YOUR GOAL:
Determine how many lines of the entries include the word "person", and report that number with no further text.

====== INPUT DATA ======

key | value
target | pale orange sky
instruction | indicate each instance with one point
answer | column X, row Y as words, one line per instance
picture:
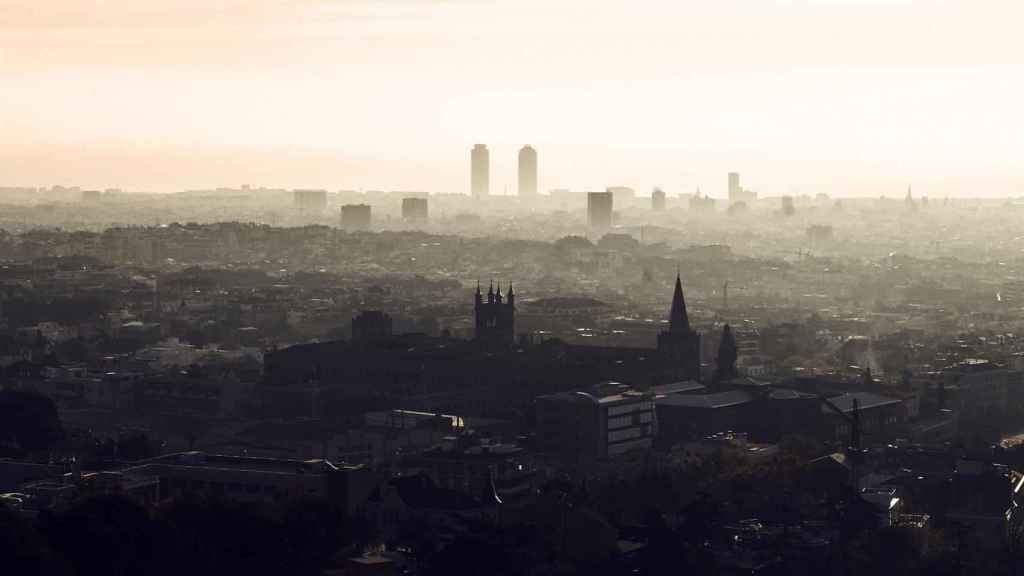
column 830, row 95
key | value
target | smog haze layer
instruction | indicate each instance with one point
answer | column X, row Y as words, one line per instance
column 850, row 98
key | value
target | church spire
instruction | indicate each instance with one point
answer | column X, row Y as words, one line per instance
column 679, row 322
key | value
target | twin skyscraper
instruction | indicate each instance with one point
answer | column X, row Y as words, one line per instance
column 480, row 171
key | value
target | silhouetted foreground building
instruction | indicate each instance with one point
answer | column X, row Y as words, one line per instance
column 495, row 319
column 235, row 478
column 371, row 325
column 487, row 375
column 680, row 345
column 583, row 426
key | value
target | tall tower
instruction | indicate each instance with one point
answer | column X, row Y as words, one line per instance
column 480, row 171
column 680, row 345
column 599, row 210
column 734, row 190
column 527, row 171
column 495, row 317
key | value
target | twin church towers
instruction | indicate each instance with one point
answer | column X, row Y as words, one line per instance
column 480, row 171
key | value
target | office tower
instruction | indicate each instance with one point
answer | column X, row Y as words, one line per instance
column 734, row 190
column 657, row 200
column 599, row 206
column 527, row 171
column 480, row 171
column 414, row 209
column 355, row 216
column 310, row 200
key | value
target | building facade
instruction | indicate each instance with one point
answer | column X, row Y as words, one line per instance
column 527, row 172
column 480, row 171
column 496, row 317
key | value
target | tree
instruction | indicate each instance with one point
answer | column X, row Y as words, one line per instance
column 103, row 535
column 727, row 354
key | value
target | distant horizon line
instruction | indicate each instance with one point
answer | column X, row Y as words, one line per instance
column 367, row 192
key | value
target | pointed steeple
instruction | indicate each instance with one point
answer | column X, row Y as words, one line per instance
column 679, row 322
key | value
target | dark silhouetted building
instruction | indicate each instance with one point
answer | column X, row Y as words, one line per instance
column 657, row 200
column 583, row 426
column 680, row 345
column 414, row 209
column 496, row 317
column 371, row 325
column 480, row 171
column 355, row 216
column 599, row 208
column 527, row 171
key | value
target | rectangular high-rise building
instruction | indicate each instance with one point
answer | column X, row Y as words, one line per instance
column 480, row 171
column 414, row 209
column 527, row 171
column 355, row 216
column 599, row 207
column 657, row 200
column 734, row 189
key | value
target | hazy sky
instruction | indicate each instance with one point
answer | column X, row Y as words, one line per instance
column 818, row 95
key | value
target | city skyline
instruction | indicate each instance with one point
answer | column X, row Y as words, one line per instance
column 141, row 97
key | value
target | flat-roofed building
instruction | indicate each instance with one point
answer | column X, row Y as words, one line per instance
column 606, row 421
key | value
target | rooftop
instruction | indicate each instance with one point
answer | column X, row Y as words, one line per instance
column 718, row 400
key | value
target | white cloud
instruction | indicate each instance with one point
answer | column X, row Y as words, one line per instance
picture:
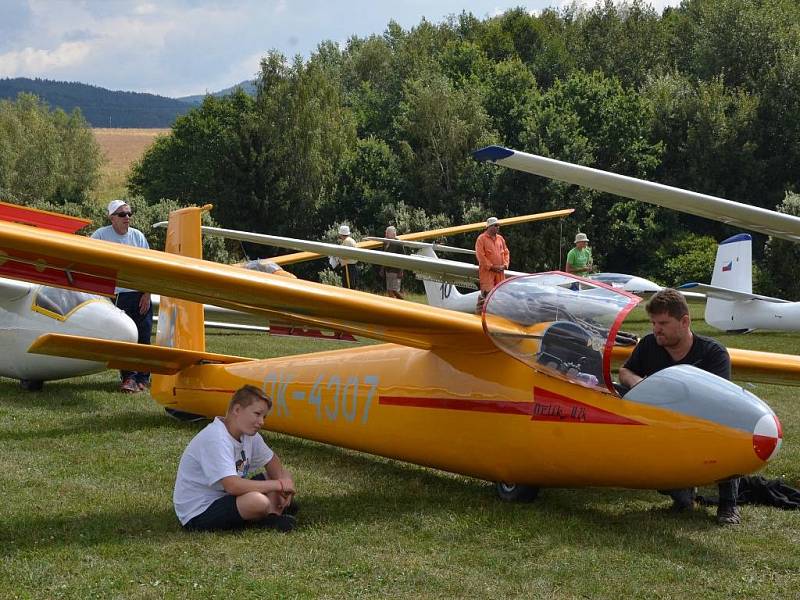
column 182, row 47
column 35, row 60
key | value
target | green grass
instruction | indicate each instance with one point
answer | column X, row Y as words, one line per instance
column 87, row 512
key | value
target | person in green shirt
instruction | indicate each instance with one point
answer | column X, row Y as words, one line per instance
column 579, row 259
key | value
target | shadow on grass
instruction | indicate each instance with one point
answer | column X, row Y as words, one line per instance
column 102, row 527
column 78, row 393
column 130, row 420
column 377, row 492
column 387, row 490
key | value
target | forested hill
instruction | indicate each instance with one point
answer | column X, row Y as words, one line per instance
column 100, row 107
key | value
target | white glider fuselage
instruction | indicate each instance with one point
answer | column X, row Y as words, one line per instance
column 28, row 311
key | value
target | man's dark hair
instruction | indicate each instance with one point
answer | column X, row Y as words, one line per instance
column 668, row 301
column 246, row 395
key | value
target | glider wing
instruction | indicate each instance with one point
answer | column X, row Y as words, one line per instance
column 711, row 207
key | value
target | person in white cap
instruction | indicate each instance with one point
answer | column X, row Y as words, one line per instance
column 349, row 269
column 135, row 304
column 579, row 258
column 493, row 259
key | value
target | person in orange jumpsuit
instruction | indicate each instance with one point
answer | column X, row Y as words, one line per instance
column 493, row 258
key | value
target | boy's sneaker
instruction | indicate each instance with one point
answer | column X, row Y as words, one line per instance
column 292, row 509
column 728, row 515
column 282, row 523
column 129, row 386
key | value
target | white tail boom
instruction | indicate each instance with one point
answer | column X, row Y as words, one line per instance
column 732, row 305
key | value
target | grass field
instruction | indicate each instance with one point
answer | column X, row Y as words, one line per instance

======

EXPECTED OUTPUT:
3